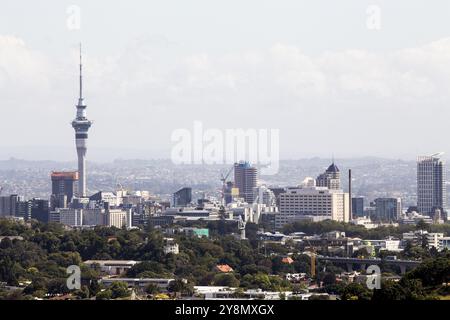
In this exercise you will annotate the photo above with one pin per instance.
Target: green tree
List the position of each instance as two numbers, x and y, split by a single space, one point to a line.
119 289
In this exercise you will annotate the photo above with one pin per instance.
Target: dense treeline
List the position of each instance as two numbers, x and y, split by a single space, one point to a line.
351 230
39 261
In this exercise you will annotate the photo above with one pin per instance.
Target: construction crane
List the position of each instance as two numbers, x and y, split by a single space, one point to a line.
224 183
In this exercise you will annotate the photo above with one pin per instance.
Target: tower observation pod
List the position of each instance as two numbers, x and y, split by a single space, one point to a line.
81 124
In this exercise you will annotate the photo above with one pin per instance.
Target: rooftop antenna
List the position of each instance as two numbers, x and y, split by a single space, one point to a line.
81 75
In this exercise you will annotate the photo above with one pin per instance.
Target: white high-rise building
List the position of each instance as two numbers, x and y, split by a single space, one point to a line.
319 203
431 190
81 125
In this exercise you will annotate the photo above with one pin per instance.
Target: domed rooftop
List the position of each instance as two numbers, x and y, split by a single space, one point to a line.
333 168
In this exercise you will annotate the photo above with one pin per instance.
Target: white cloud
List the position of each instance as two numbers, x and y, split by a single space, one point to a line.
142 83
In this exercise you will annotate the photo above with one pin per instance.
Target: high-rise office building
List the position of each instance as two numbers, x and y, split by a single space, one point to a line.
9 205
246 179
431 190
81 125
64 187
182 197
331 178
40 210
388 209
318 203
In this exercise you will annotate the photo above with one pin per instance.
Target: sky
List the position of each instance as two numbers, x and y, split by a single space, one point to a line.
347 78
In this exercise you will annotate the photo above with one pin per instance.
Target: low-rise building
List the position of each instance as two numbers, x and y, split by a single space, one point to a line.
111 267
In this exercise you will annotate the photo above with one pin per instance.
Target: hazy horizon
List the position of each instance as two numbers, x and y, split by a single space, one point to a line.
315 71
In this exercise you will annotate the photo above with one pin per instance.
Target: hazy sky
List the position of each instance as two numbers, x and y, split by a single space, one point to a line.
312 69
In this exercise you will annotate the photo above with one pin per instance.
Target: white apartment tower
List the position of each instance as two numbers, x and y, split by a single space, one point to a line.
431 190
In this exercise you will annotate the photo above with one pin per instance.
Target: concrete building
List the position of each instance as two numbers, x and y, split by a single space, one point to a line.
170 246
358 207
330 179
111 267
431 189
418 237
246 179
182 197
388 209
71 217
9 204
118 218
318 203
444 243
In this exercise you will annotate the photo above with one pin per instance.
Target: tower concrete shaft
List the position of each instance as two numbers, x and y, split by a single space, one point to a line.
81 125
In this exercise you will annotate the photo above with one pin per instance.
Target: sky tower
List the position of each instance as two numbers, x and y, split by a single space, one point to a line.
81 124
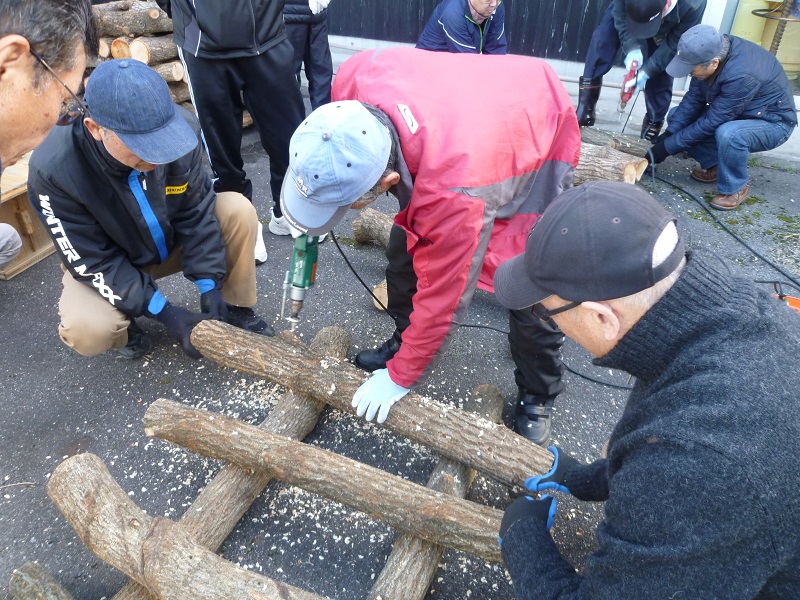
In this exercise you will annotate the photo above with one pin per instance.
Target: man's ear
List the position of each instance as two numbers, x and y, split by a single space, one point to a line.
93 128
13 50
604 319
387 182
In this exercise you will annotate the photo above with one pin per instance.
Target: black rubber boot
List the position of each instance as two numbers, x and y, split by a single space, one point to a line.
138 343
650 130
533 416
245 318
372 360
588 95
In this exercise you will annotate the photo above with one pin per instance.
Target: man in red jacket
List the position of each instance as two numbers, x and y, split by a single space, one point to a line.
474 148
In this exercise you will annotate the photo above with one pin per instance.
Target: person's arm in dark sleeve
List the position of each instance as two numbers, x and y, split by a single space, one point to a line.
734 96
681 521
627 42
495 40
84 248
666 51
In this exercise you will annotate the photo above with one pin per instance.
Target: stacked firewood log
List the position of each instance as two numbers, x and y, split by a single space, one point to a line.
139 29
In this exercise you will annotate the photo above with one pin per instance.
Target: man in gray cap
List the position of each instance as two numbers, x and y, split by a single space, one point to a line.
125 197
700 488
739 102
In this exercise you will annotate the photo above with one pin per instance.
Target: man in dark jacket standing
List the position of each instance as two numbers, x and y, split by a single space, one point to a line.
700 486
473 26
307 29
739 102
648 32
231 50
125 197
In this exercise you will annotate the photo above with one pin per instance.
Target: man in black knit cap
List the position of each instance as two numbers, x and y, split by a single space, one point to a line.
701 494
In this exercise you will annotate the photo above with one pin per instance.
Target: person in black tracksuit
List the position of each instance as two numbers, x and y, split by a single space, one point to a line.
231 50
308 33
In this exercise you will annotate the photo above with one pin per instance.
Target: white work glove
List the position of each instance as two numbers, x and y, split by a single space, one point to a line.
633 55
639 81
317 6
377 395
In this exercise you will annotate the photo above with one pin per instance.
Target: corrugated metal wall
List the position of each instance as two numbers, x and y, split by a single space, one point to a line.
557 29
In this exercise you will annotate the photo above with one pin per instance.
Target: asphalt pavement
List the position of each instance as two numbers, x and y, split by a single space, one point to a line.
56 403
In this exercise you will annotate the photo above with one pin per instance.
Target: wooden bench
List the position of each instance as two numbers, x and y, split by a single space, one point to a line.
17 212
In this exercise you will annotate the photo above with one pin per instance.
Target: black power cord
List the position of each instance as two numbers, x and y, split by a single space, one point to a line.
489 327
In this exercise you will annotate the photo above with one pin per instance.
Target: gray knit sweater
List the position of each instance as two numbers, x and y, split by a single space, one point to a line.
701 484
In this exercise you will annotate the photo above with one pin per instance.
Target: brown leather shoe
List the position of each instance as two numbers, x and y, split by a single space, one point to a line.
730 201
705 175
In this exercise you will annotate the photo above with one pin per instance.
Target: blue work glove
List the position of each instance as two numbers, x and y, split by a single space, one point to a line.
633 55
179 323
543 509
555 478
377 395
212 304
639 81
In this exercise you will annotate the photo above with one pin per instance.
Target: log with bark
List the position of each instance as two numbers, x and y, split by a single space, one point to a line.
411 567
156 552
492 449
372 226
223 502
152 50
170 71
604 163
32 582
121 47
409 507
624 143
130 18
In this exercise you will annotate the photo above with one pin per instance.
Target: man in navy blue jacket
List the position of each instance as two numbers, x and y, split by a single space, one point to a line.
474 26
739 102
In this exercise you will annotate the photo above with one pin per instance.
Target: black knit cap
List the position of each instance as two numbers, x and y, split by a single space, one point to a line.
594 242
643 17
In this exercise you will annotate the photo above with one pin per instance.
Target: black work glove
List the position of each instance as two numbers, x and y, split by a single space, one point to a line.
555 478
544 510
212 304
658 153
179 323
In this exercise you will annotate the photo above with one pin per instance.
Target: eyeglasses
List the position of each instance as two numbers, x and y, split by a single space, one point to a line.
546 315
73 109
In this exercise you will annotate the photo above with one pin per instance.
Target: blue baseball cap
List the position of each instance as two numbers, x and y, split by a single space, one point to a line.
335 156
129 98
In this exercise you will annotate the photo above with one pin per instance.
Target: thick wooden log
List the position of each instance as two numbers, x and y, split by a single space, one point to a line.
223 502
411 566
134 18
170 71
179 91
121 47
372 226
624 143
492 449
604 163
158 553
407 506
32 582
152 50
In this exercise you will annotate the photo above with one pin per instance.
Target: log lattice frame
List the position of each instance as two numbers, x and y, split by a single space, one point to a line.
153 551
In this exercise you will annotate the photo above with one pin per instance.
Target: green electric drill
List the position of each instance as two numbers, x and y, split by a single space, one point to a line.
300 276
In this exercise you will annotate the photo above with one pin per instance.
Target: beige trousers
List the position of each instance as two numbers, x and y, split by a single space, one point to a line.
90 325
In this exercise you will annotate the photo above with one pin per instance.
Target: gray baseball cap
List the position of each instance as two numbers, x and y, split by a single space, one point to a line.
697 46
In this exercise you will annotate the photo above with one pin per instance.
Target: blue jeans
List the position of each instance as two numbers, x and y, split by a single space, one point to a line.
600 58
731 146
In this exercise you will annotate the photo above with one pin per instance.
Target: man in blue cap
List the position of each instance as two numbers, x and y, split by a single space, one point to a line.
124 196
700 488
739 102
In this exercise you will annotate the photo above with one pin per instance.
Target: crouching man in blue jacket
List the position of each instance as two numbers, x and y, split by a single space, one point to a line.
739 102
124 195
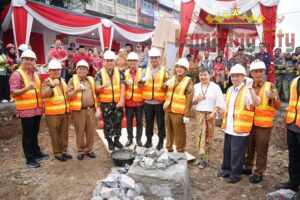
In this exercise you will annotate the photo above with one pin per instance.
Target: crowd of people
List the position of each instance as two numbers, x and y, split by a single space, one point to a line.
135 83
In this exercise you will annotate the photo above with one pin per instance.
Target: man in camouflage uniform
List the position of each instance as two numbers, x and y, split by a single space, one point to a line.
110 86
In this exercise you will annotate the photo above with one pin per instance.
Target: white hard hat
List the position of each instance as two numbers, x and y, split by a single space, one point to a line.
23 47
54 64
109 55
183 62
28 54
132 56
154 52
82 63
238 69
257 64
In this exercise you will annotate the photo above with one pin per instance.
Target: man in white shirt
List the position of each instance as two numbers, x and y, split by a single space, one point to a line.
208 101
237 123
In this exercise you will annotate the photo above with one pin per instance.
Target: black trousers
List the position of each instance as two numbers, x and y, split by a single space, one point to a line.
152 111
4 87
234 154
112 118
293 140
31 127
138 113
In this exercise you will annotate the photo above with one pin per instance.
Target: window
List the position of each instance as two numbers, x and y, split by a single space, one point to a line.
128 3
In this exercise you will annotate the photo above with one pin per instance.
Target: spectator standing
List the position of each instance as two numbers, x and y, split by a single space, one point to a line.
59 53
4 80
206 62
264 56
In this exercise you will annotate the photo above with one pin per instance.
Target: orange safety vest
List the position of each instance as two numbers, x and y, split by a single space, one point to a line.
57 104
112 92
243 118
75 101
293 108
264 113
133 91
154 86
176 98
30 99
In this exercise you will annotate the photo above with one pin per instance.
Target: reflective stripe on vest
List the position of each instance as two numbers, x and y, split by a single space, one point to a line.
264 113
153 88
242 118
30 99
176 98
293 108
112 91
75 101
57 104
133 91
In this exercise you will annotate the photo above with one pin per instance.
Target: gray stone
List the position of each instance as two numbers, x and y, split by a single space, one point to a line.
126 182
131 194
282 195
162 183
109 192
97 198
168 198
139 198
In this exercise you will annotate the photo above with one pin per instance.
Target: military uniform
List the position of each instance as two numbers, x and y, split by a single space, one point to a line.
83 106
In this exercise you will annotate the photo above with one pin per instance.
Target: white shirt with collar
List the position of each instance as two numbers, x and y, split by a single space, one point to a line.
229 123
213 98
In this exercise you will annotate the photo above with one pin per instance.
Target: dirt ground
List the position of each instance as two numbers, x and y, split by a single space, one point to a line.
75 180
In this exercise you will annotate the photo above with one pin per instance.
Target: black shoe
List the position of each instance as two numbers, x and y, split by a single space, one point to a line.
117 143
32 164
289 186
247 172
67 156
148 143
60 158
91 155
255 179
42 156
223 174
233 179
139 143
80 156
160 144
129 142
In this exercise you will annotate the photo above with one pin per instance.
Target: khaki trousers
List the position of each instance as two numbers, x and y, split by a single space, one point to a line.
58 126
175 131
205 128
258 146
85 128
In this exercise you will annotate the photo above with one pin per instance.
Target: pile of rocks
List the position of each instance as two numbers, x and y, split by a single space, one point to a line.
154 159
117 186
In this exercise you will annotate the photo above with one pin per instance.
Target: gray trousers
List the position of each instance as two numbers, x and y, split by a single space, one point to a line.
234 154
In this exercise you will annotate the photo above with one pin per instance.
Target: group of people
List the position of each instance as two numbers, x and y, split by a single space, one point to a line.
68 57
248 110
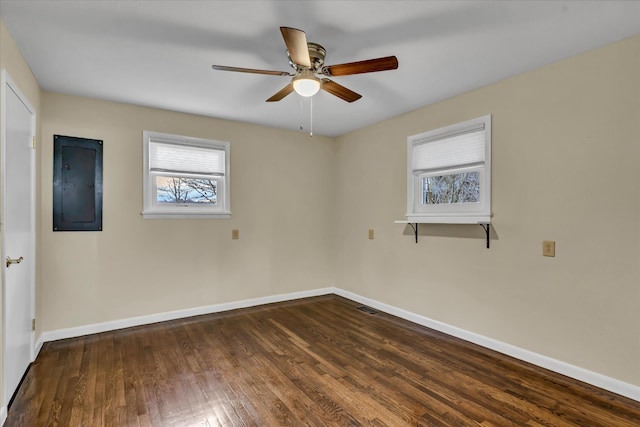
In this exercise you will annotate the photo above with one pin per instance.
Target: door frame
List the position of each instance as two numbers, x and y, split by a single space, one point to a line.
8 84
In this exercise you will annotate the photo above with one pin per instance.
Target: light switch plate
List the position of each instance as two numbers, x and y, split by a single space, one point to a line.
549 248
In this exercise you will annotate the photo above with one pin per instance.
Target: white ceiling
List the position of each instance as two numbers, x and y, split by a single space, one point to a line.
159 53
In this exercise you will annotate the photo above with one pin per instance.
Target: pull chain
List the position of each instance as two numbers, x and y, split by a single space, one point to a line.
311 116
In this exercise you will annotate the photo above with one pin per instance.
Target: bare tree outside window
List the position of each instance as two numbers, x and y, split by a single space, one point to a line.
454 188
177 190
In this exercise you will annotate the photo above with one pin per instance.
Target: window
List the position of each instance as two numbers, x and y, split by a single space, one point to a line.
449 174
185 177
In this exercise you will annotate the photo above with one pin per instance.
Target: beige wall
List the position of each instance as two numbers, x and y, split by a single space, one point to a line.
282 186
12 61
565 152
566 146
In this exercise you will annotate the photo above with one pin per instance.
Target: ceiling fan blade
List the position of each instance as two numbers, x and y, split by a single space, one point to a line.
340 91
250 70
281 93
367 66
296 41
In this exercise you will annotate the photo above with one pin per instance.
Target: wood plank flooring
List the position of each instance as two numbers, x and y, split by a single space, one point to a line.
314 362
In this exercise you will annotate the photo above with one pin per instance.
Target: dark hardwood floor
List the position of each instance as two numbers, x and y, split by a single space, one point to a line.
314 362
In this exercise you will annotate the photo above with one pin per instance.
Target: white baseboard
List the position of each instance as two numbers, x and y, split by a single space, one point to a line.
95 328
602 381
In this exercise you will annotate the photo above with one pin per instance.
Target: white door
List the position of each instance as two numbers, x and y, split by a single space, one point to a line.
18 234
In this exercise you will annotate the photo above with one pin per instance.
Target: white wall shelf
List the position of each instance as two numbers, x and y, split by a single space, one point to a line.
486 226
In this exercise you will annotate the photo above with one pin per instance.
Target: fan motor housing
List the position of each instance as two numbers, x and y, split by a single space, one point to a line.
317 54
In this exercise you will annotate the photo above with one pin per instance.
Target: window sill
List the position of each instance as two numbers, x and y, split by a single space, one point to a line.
183 215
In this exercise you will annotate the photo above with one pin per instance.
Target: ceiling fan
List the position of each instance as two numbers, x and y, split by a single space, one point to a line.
307 59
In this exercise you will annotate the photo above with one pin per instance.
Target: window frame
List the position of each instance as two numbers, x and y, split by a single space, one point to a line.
154 210
450 213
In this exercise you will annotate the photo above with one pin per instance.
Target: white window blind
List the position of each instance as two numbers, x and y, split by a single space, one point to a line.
177 158
442 152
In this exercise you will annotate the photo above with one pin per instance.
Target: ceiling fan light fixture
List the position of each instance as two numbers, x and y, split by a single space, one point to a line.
306 84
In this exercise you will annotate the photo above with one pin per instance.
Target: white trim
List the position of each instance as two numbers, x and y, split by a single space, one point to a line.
153 210
7 82
602 381
454 213
178 314
599 380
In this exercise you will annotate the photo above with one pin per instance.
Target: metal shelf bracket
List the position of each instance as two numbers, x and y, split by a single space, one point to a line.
487 229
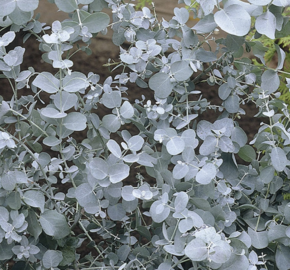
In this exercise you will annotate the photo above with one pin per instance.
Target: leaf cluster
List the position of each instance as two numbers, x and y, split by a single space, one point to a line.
205 198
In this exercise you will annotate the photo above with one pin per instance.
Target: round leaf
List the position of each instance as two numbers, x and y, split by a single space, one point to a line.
233 20
75 121
99 168
181 70
51 259
160 83
196 250
46 82
34 198
266 24
96 22
118 172
175 145
206 174
54 224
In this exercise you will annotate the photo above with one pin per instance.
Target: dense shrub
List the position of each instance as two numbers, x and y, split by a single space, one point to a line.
204 196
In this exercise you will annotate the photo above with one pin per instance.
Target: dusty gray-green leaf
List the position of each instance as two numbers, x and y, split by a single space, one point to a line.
266 24
239 136
236 262
234 20
181 70
232 104
75 82
27 5
54 224
99 168
66 5
282 257
75 121
46 82
181 201
116 212
180 170
196 250
135 143
205 25
64 100
114 148
175 145
270 81
279 159
112 99
206 174
34 198
50 112
159 212
96 22
7 7
127 110
281 57
85 196
111 122
259 239
118 172
52 258
161 84
247 153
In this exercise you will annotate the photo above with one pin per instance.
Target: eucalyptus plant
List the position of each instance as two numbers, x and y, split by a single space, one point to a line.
205 196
....
Identify every line in the data above that contains the string "wall" and copy each such line in full. Case counts.

Target: corrugated metal wall
Target: beige wall
Target: white wall shelf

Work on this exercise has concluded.